Stated problem
Count the lines in the entries below that contain the string "pink". Give only the number.
## Begin Extracted entries
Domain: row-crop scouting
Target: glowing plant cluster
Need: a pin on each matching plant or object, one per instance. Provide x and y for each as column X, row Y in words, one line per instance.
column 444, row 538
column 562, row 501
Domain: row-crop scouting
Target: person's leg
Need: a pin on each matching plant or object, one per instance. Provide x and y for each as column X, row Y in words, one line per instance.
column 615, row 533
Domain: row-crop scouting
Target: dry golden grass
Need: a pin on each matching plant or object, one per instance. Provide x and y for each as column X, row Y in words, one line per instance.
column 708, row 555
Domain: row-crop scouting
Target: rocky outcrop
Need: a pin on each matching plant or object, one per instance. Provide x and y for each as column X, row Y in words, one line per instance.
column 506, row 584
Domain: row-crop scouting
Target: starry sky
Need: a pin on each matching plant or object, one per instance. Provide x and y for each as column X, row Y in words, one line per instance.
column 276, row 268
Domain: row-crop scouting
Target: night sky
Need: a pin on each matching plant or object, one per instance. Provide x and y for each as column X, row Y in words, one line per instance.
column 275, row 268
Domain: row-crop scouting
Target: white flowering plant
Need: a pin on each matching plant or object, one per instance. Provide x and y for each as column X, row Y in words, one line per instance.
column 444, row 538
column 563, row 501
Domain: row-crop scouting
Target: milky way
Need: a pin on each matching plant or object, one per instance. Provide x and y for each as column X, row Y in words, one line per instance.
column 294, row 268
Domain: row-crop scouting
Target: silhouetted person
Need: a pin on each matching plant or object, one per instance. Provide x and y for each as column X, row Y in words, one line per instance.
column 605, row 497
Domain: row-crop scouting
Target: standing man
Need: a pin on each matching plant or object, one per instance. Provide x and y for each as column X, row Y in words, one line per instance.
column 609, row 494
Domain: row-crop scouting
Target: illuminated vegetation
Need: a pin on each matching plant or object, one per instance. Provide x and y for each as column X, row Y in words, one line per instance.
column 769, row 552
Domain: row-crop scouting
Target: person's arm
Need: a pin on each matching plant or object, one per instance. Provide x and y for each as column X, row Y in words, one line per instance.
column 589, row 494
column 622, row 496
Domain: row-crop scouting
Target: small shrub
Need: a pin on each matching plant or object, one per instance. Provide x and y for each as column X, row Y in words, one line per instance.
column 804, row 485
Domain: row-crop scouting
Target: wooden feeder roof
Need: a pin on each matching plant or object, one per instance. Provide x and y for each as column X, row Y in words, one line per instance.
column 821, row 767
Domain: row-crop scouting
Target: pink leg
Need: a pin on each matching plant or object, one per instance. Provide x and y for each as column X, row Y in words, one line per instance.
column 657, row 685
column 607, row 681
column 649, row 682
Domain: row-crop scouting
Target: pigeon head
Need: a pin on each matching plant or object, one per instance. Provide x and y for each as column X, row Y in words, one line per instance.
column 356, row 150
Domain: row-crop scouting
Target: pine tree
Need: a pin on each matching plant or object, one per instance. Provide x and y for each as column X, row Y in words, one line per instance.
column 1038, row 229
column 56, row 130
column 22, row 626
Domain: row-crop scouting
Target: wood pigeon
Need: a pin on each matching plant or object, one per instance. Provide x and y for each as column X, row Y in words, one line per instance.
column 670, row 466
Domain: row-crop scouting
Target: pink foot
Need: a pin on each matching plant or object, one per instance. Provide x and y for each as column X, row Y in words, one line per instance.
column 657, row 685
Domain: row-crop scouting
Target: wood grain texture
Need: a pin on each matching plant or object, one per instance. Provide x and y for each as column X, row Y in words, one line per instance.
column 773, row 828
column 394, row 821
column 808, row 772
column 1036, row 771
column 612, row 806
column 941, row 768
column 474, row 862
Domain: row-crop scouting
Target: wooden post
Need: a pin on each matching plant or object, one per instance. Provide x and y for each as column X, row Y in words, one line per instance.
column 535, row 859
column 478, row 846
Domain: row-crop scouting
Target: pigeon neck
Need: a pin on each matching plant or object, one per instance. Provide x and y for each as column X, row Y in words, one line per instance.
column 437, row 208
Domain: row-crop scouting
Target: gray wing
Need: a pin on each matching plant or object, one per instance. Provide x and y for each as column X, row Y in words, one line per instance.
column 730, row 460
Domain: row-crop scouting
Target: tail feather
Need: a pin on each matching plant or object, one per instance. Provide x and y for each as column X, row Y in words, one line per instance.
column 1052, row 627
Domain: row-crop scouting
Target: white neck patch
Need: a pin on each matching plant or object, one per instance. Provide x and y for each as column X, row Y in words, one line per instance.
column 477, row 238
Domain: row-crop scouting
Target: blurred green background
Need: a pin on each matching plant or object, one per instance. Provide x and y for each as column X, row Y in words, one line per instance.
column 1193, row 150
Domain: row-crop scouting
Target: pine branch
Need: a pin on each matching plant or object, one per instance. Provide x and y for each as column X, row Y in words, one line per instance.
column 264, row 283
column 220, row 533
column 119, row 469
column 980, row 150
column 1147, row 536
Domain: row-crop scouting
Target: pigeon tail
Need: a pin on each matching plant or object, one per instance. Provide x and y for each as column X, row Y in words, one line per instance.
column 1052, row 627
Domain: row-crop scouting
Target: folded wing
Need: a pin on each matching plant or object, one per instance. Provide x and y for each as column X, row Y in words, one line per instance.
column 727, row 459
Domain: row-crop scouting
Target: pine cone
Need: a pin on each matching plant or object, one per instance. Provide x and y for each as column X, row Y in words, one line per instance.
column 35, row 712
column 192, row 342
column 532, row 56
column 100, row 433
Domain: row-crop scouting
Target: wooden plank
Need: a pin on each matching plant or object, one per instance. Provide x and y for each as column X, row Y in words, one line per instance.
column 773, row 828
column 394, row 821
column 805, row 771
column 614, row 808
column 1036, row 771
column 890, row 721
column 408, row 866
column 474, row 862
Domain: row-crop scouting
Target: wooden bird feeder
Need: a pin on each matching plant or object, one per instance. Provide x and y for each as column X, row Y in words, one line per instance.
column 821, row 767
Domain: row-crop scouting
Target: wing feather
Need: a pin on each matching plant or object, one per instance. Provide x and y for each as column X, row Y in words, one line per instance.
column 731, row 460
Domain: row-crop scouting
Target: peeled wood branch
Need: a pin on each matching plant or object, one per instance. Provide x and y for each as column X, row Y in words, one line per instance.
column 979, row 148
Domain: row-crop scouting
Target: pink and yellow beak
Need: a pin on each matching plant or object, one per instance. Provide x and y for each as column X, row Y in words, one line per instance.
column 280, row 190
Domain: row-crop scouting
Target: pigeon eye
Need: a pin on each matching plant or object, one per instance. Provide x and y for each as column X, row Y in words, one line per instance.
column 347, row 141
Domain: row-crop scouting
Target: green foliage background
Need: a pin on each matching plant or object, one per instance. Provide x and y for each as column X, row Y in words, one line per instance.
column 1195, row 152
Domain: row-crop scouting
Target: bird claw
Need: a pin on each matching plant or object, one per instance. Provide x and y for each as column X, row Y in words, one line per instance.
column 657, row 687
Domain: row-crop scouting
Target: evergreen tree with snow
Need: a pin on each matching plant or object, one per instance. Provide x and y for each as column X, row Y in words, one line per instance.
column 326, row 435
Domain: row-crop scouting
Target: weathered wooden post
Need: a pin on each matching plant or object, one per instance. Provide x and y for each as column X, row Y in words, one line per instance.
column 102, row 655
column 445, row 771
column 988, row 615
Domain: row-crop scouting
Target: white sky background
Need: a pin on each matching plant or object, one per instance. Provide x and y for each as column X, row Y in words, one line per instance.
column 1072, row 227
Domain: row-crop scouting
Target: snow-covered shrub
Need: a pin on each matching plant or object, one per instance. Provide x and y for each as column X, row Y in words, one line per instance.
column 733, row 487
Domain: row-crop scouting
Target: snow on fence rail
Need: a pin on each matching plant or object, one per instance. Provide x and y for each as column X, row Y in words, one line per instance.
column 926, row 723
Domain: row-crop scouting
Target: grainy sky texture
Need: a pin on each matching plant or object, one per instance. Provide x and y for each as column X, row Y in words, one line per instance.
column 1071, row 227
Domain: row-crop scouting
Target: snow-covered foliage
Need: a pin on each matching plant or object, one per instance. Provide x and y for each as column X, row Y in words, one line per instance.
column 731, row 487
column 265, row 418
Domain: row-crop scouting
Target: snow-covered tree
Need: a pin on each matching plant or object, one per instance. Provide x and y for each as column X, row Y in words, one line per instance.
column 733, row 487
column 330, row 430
## End Extracted entries
Reply to the exercise
3